# THE EXERCISE
List each line of the data below that contains the string "blue", copying the lines in full. Case matters when matching.

# MATERIAL FOR THIS EXERCISE
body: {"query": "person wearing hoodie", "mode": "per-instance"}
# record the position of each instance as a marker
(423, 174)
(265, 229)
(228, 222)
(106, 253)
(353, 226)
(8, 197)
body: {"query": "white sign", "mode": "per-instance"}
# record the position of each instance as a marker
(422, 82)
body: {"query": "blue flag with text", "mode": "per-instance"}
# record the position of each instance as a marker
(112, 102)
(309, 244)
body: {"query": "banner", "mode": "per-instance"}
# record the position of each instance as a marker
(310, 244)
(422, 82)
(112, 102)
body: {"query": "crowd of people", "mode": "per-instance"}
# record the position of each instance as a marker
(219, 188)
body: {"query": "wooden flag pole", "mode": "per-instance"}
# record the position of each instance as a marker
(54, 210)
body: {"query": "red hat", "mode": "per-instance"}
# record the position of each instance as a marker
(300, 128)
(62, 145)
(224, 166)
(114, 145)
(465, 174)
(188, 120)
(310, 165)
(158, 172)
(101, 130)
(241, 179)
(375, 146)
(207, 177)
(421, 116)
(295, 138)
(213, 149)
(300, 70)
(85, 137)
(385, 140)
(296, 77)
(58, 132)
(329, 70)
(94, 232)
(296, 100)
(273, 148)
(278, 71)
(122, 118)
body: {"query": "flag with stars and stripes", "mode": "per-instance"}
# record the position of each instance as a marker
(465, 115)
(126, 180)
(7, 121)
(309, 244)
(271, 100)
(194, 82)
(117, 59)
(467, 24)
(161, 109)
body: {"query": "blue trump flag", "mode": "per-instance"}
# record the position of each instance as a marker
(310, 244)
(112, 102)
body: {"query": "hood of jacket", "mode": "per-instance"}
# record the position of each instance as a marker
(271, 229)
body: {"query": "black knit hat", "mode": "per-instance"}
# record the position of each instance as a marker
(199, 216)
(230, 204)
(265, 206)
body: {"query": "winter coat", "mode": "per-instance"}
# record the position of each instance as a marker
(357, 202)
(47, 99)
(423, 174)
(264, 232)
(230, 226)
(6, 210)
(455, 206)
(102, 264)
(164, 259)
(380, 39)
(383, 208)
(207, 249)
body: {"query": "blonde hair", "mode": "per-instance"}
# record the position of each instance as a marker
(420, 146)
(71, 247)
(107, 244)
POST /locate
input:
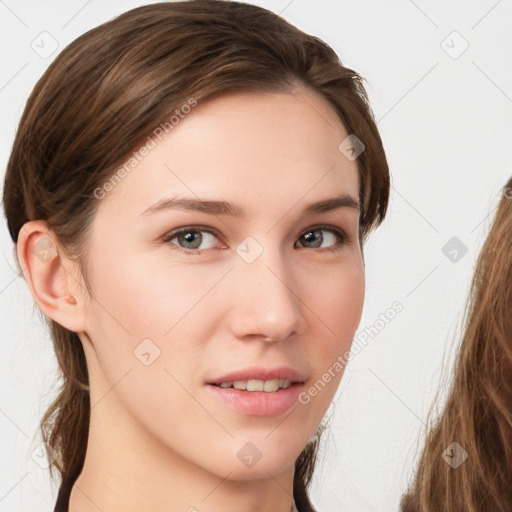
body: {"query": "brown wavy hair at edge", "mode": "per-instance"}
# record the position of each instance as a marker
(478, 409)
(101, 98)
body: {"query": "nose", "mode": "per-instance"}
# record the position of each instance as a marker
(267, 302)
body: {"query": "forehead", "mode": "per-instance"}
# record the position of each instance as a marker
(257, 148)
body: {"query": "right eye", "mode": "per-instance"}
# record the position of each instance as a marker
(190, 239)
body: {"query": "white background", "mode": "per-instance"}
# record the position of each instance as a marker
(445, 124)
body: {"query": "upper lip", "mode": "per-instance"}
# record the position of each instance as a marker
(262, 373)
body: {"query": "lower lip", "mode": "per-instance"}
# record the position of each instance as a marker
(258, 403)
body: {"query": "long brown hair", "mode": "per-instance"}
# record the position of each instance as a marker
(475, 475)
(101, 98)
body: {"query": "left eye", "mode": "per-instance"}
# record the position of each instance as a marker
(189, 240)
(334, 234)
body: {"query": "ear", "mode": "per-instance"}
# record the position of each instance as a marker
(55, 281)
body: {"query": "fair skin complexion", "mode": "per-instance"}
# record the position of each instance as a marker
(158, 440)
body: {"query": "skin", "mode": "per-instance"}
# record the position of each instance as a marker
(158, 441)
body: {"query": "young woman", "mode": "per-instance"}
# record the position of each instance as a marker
--
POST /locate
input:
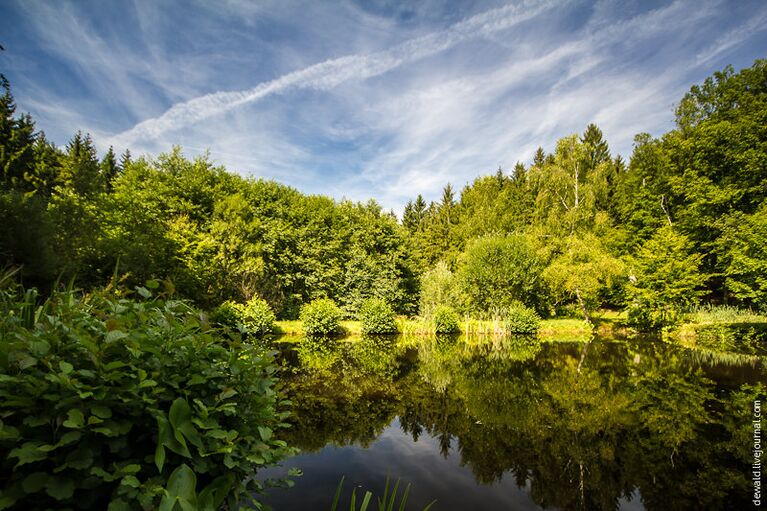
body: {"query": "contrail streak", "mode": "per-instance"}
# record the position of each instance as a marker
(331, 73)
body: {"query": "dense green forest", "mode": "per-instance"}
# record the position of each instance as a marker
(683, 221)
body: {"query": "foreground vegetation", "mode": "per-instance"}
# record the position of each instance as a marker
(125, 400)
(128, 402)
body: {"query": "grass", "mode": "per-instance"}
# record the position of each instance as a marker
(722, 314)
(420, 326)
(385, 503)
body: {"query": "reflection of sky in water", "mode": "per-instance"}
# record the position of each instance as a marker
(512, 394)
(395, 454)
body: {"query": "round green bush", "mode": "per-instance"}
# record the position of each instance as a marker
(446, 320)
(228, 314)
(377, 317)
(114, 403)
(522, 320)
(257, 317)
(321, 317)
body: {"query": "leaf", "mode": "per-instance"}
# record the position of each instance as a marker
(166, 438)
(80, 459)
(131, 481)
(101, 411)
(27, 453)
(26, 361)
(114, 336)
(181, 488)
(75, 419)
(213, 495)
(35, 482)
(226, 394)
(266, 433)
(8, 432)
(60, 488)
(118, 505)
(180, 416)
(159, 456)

# FINISHED ANSWER
body: {"query": "blue flag with text", "mode": "per-instance"}
body: {"query": "blue trump flag", "mode": "per-instance"}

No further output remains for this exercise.